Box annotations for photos
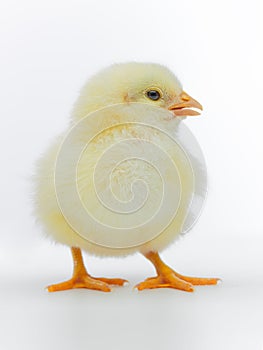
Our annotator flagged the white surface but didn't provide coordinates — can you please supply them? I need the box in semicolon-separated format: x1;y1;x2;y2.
0;0;263;350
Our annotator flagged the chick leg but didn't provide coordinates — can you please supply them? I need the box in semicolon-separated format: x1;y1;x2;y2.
47;247;130;292
135;252;219;292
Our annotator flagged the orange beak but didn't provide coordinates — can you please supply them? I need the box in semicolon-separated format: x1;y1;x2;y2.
168;91;203;117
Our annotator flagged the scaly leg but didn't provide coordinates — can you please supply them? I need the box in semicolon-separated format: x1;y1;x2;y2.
135;251;219;292
47;247;130;292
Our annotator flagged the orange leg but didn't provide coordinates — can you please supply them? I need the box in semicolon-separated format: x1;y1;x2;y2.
47;247;128;292
135;252;219;292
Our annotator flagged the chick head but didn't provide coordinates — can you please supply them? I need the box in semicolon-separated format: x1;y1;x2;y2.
72;62;202;120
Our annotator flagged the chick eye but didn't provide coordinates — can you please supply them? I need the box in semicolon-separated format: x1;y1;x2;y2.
146;90;161;101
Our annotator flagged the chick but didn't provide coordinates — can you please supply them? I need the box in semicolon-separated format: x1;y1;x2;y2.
34;62;218;292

--- STATED TASK ---
Edit the records by changing every "annotator" to "reviewer" and leaving everything else the same. Leave out the pictures.

--- WRITTEN RESPONSE ---
Our reviewer flagged the white surface but didn't provide coordinates — can you please supply them? I need the box in semicolon-separated format: x1;y1;x2;y2.
0;0;263;350
Our reviewer flagged the chick leg but didn't provide coordinates — can you please supply them? I need the box in semicolon-separated format: x1;y1;x2;y2.
47;247;130;292
135;252;219;292
Our reviewer flagged the orange beak but didn't provide coordinates — can you please supply them? I need the box in semicolon-separated format: x1;y1;x2;y2.
168;91;203;117
Our reviewer flagged the scaly leg but didn't provide coordinates — can you please supply them? I need the box in semicolon-separated format: x1;y1;x2;y2.
135;251;219;292
47;247;130;292
Our reviewer flagged the orange leg but didn't provide coordinates — can you please supply them? I need the box in semicolon-separated format: x1;y1;x2;y2.
47;247;128;292
135;252;219;292
Our reviewer flagged the chick head but didn't provide coordinates — can you please supply them? I need the box in semicolon-separated format: x1;y1;x2;y2.
72;62;202;120
Our reviewer flagged the chick eye but didn't provide coordinates — can you please supply them? I need the box in semicolon-separated format: x1;y1;x2;y2.
146;90;161;101
Our reviewer flagged the chick but didn't provide coordinates — can you please supply them? I need the box in semicolon-separated format: x1;y1;x2;y2.
34;62;218;292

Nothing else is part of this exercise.